● **TEXT**
◆ ◆ ◆ ◆ ◆ ◆ ◆

STM32L4 Core

Cores are the underlying magic that make the Arduino API possible
Post Reply
User avatar
GrumpyOldPizza
Posts: 184
Joined: Fri Apr 15, 2016 4:15 pm
Location: Denver, CO

STM32L4 Core

Post by GrumpyOldPizza » Tue May 10, 2016 11:49 pm

Just put the first alpha of the STM32L4 core onto github. Perhaps somebody is interest in reviewing, installing, commenting, or ... actually using.

The target hardware is this here: https://www.tindie.com/products/onehors ... out-board/

The code is here: https://github.com/GrumpyOldPizza/arduino-STM32L4

Ok, what is special about it ?

The concept was to come up with an Arduino Zero compatible pinout and software layer. There is a 16MB NOR FLASH on the board which is acessable from a sketch as normal local file system, while at the same time it will show up on the host via USB/MSC. Nice for logging to say at least. Overall low-power was the main motivator.

Something that always bothered me about Arduino is the idea of blocking, synchronous io. Most of the things I deal with really shine with asynchronous io. So this port added consistently asynchronous io. For I2C/Wire it looks like this here:

Code: Select all

    bool transfer(uint8_t address, const uint8_t *txBuffer, size_t txSize, uint8_t *rxBuffer, size_t rxSize, bool stopBit, void(*callback)(uint8_t));
    bool done(void);
    uint8_t status(void);
So either you can get a callback, or periodically check whether the last transfer is done ... A good example for the use is this here: https://github.com/kriswiner/Dragonfly/ ... 0Optimized


A couple of more details (edited as I completely forgot in the original post):
  • Full set of CDC, Uart, SPI & Wire classes supported
  • Most communication peripherals use automatically DMA whenever possible
    • Serial1 uses DMA on RX & TX, Serial2 uses DMA on RX
    • SPI, SPI1 and SPI2 use DMA on RX & TX
    • Wire uses DMA on RX
  • All communication devices are non-blocking internally. Any Arduino API that waits for a device (say Wire.requestFrom()) puts the MCU into a sleep mode till the pending communication is completed
  • All communication devices can be used from either within setup()/loop() or interrupt handlers or callbacks
  • Peripherals are internally aggressively clock gated. If for example there is no active communication on an I2C bus, the corresponding peripheral is powered down
  • analogWriteFrequency() and analogWriteRange() have been added to control the PWM freqeuncy and range of a timer block, so that high precision servo or motor/ESC control can be implemented
  • delayMicroseconds() uses the internal CPU Cycle Counter, which is not affected by interrupts
  • USB/MSC accesses and local file system accesses from a sketch can be done in parallel (no explicit locking required)
  • There is a power failsafe FAT file system embedded
  • The internal DAC is available on A0/A1
Ah well, again this is an early alpha, and some bits that are still pending to be added (Servo, RTC to be specific).

◆ ◆ ◆ ◆ ◆ ◆ ◆

● **Stored entries**

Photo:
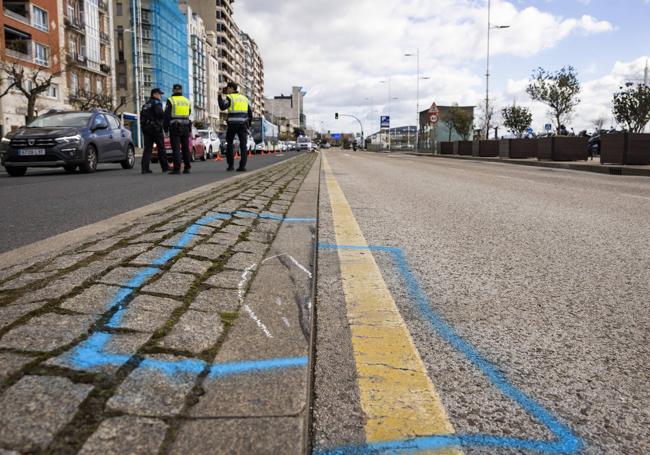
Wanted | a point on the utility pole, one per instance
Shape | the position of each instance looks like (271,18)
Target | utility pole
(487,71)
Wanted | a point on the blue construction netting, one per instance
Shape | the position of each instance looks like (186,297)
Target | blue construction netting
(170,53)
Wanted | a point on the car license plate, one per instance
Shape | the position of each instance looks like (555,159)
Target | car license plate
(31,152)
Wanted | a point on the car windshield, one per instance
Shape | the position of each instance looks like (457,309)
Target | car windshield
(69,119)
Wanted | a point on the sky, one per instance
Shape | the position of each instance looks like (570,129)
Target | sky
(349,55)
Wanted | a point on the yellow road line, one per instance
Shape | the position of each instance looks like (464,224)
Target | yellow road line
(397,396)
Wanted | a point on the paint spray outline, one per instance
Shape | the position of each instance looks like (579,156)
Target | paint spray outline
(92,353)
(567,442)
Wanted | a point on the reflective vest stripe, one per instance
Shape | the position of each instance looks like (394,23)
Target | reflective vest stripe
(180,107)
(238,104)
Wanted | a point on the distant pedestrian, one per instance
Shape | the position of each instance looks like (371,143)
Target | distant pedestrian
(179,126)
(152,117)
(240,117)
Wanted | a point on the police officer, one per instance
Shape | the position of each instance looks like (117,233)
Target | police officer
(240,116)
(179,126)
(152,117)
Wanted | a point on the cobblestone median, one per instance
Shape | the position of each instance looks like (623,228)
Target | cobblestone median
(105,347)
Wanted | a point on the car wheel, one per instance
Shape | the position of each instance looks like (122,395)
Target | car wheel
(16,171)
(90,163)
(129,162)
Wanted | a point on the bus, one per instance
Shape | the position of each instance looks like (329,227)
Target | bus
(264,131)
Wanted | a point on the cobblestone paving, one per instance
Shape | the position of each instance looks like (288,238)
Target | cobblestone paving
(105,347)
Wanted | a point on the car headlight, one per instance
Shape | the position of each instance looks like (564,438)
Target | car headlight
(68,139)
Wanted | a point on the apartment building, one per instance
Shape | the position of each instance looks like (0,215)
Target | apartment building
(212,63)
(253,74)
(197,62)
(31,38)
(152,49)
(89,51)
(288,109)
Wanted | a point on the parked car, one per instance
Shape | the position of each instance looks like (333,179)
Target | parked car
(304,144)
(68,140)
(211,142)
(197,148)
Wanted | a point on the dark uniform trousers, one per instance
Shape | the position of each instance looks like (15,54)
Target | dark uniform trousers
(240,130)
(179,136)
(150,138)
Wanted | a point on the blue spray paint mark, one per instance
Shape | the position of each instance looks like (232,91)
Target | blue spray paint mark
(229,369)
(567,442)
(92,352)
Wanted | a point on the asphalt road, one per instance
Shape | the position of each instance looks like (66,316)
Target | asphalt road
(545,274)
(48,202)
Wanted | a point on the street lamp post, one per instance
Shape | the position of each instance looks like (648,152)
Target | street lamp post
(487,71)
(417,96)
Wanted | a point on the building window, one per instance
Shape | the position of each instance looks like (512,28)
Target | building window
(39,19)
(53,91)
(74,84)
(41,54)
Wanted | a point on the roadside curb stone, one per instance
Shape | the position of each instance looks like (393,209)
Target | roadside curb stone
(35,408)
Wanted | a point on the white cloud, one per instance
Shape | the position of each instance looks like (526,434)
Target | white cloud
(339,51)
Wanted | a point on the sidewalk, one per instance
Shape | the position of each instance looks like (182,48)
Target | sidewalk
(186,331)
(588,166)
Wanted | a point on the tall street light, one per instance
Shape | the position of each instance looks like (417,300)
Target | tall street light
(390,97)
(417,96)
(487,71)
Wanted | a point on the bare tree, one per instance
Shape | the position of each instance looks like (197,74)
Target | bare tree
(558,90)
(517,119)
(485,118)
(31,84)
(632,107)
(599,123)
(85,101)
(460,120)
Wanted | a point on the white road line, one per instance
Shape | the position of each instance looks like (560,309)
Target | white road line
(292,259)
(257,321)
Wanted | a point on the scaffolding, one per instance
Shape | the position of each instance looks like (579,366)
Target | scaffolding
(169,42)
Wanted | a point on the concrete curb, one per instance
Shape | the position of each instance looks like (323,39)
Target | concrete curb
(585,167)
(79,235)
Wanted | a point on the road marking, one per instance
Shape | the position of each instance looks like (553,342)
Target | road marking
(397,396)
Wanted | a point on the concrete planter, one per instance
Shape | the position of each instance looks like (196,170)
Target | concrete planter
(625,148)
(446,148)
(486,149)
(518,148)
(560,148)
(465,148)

◆ ◆ ◆ ◆ ◆ ◆ ◆

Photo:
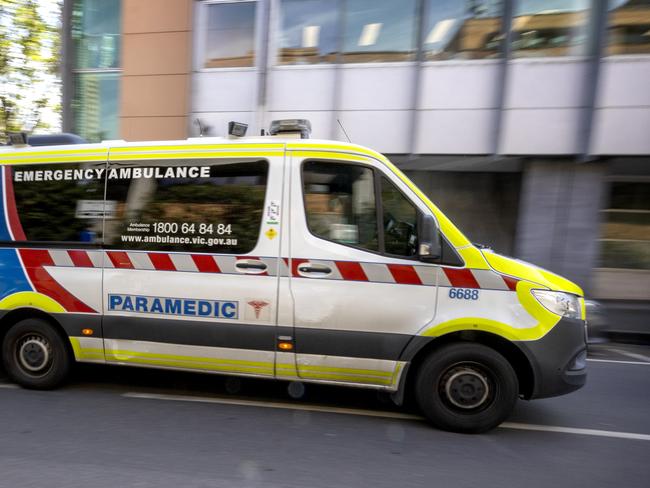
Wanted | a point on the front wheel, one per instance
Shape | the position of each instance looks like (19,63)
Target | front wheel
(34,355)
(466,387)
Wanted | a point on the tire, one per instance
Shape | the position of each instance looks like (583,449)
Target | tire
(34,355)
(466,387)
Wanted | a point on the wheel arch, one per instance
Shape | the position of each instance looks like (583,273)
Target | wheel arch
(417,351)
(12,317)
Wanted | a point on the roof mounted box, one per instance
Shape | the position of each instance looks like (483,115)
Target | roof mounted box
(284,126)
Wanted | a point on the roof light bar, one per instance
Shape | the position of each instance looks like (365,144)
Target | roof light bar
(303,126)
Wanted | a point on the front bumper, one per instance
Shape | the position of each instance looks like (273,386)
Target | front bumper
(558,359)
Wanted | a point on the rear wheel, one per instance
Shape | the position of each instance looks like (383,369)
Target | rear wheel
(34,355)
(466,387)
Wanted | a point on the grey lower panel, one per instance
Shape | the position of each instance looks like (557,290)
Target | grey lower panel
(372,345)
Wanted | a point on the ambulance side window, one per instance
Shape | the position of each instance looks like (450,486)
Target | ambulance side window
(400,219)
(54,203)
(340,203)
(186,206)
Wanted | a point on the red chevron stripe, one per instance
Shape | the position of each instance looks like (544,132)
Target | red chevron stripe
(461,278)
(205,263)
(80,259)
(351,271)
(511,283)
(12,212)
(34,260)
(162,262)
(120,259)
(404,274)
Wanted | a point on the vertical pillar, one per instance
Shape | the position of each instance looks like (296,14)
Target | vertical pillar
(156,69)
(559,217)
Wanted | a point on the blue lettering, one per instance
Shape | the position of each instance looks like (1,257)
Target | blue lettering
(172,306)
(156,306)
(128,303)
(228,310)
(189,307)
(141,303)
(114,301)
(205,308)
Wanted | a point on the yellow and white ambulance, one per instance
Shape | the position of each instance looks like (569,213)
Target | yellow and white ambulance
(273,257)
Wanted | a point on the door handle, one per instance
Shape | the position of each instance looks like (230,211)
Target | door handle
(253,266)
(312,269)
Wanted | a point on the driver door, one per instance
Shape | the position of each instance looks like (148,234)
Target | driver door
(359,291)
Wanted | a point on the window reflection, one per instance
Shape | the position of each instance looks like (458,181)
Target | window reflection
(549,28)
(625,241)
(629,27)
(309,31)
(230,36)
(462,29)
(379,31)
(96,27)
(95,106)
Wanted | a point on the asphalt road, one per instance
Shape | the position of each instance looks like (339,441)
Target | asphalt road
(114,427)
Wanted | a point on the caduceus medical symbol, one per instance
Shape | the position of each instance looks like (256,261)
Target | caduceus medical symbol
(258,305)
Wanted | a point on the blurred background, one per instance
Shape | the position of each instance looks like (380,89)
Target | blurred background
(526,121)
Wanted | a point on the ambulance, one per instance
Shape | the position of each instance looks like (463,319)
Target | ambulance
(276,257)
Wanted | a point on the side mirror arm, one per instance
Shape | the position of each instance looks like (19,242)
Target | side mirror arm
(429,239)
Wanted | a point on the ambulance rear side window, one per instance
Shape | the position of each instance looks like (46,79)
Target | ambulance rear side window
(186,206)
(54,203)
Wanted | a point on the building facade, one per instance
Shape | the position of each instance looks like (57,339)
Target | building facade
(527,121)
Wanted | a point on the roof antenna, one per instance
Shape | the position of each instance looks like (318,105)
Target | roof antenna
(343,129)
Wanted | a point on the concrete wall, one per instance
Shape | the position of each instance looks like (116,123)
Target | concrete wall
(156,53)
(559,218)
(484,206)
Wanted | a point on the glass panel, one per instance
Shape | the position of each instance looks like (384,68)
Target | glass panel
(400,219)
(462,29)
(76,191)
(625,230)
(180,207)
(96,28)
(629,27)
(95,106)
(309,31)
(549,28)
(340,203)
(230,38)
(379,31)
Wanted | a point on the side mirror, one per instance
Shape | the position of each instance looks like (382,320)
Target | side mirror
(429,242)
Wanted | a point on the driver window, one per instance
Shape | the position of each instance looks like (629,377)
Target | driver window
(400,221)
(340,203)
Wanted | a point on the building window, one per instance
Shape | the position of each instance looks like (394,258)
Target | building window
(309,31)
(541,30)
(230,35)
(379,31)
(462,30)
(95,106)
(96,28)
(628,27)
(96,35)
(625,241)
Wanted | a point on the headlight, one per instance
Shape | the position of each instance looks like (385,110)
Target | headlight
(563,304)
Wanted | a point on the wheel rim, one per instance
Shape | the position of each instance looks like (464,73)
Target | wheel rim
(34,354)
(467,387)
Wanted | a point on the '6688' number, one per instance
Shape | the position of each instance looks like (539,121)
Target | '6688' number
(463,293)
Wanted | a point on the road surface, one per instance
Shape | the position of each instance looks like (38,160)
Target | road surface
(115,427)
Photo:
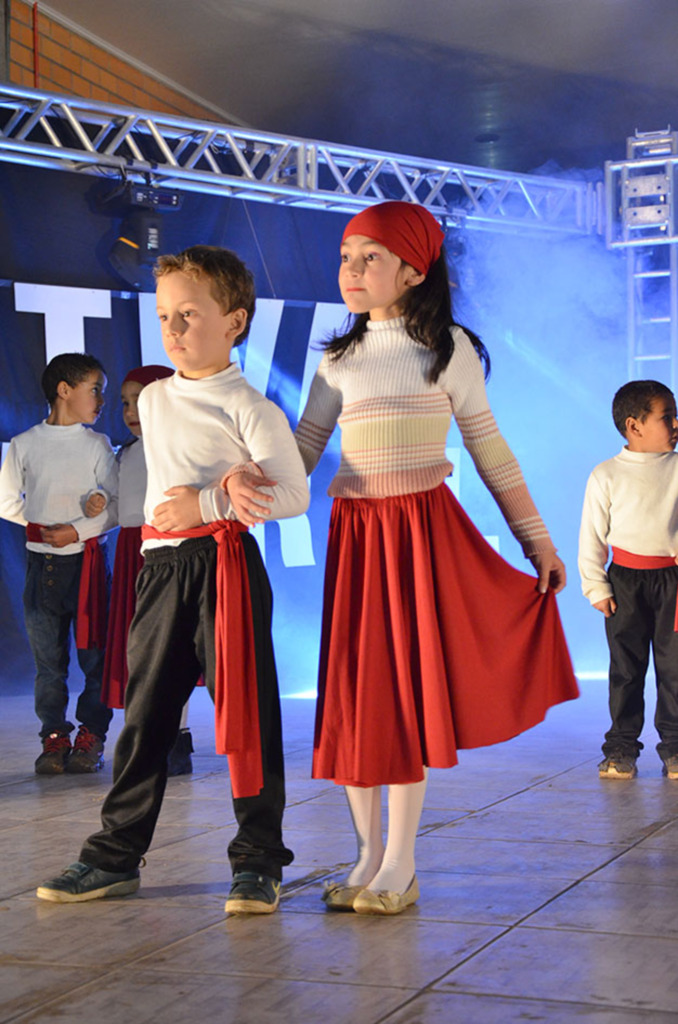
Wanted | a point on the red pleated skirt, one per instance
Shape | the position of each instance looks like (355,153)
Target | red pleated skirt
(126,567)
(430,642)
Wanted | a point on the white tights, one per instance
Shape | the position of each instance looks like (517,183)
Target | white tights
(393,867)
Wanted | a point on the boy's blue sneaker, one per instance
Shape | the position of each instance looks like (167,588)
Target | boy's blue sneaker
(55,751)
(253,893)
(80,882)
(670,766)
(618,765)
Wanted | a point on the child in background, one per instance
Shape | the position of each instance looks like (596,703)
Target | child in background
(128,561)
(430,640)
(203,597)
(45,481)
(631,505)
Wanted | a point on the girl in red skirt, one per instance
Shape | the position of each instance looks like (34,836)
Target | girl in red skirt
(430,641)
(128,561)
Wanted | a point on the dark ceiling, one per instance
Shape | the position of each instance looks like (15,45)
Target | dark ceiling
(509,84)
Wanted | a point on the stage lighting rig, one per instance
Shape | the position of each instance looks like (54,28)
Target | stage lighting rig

◆ ◆ ◆ ◆ ◆ ◆ ◆

● **YOUR TASKS**
- a) Name every peripheral that the STM32L4 core post says uses DMA on both RX and TX.
- b) Write the next part of the STM32L4 core forum post, starting after its final sentence.

● **ANSWERS TO EACH TASK**
- a) Serial1, SPI, SPI1, and SPI2

- b)
Last edited by GrumpyOldPizza on Wed May 11, 2016 1:32 pm, edited 1 time in total.

User avatar
WereCatf
Posts: 166
Joined: Sat Apr 16, 2016 5:30 pm

Re: STM32L4 Core

Post by WereCatf » Wed May 11, 2016 12:15 am

GrumpyOldPizza wrote:The target hardware is this here: https://www.tindie.com/products/onehors ... out-board/
Eyyy, that looks like an interesting design! Including the 16MB Flash there is a great idea. Too bad most of the things I wanna do involve WiFi.
GrumpyOldPizza wrote:Something that always bothered me about Arduino is the idea of blocking, synchronous io. Most of the things I deal with really shine with asynchronous io. So this port added consistently asynchronous io. For I2C/Wire it looks like this here:
This is something I'd like to see with the other cores, too, to be honest.

User avatar
RogerClark
Posts: 7440
Joined: Mon Apr 27, 2015 10:36 am
Location: Melbourne, Australia
Contact:

Re: STM32L4 Core

Post by RogerClark » Wed May 11, 2016 12:30 am

Interesting

Where are the CMSIS / Drivers files from? The STM32 Cube ?

Did you write all of the mid layer code to interface with the CMSIS

There is a parallel project that @sheepdoll and @vassilis are working on which uses the STM32 Cube to build a new "core" which uses the HAL

This core would support the STM32L4, (if they exported the Cube files for that target)

But at the moment it only has a USB CDC Serial device, and it will operate like libmaple, using the bootloader to upload via DFU before it switches to using the Serial USB CDC device built into the sketch

User avatar
GrumpyOldPizza
Posts: 184
Joined: Fri Apr 15, 2016 4:15 pm
Location: Denver, CO

Re: STM32L4 Core

Post by GrumpyOldPizza » Wed May 11, 2016 12:42 am

RogerClark wrote:Interesting

Where are the CMSIS / Drivers files from? The STM32 Cube ?

Did you write all of the mid layer code to interface with the CMSIS

There is a parallel project that @sheepdoll and @vassilis are working on which uses the STM32 Cube to build a new "core" which uses the HAL

This core would support the STM32L4, (if they exported the Cube files for that target)
The CMSIS files ... Either from the ARM repository or CubeL4.

And yes the middle layer (minus USB) was written directly on top of CMSIS.

And yes, I am aware of the efforts to use the ST HAL to put a core on top.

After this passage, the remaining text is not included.